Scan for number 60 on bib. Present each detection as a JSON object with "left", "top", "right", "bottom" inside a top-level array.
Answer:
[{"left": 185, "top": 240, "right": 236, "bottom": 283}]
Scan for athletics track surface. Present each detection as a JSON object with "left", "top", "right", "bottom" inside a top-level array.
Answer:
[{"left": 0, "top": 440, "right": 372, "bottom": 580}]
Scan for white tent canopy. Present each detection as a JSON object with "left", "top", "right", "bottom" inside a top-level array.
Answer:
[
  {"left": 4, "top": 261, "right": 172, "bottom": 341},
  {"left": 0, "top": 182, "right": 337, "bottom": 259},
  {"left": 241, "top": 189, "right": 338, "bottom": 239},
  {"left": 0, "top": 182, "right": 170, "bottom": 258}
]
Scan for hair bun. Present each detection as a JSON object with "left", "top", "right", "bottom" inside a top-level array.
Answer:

——

Work instructions:
Find every line in the listing that has the string "Scan", then give the count by itself.

Written response:
4